→ EXTRAIT CHOISI
Au cours de l'Année Sainte, les chrétiens se rendent à Rome pour obtenir l'indulgence plénière pour leurs péchés et les successeurs de l'apôtre Pierre libèrent les croyants du fardeau que la « dette » du péché impose, au nom de l'Église, médiatrice du pardon.

par Rosanna Virgili

UUn jour, les disciples demandèrent à leur Maître : « Seigneur, apprends-nous à prier » (Lc 11, 1) et Jésus répondit : « Vous donc, priez ainsi : Notre Père qui es aux cieux, que ton nom soit sanctifié, que ton règne vienne […]  « Pardonne-nous nos offenses, comme nous pardonnons aussi à ceux qui nous ont offensés, et ne nous induis pas en tentation, mais délivre-nous du Malin » (Mt 6, 9-13). Cette demande de remise des dettes fait écho aux paroles du Lévitique, où – comme on le sait – elle s'inscrit dans la loi du Jubilé.

(Lignes enregistrées du jeu de données)
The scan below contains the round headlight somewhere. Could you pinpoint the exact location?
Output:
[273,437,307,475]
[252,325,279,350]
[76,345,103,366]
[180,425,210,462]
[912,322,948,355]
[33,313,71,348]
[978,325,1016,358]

→ ÉNONCÉ 1
D'après l'extrait choisi, aux paroles de quel livre biblique la demande de remise des dettes fait-elle écho ?
→ ÉNONCÉ 2
Relevez toutes les demandes adressées au Père dans la prière que Jésus enseigne, telles que l'extrait choisi les reproduit.

→ SOLUTION DÉTAILLÉE 1
Elle fait écho aux paroles du Lévitique, où elle s'inscrit dans la loi du Jubilé.

→ SOLUTION DÉTAILLÉE 2
- « que ton nom soit sanctifié »
- « que ton règne vienne »
- « Pardonne-nous nos offenses, comme nous pardonnons aussi à ceux qui nous ont offensés »
- « ne nous induis pas en tentation »
- « délivre-nous du Malin »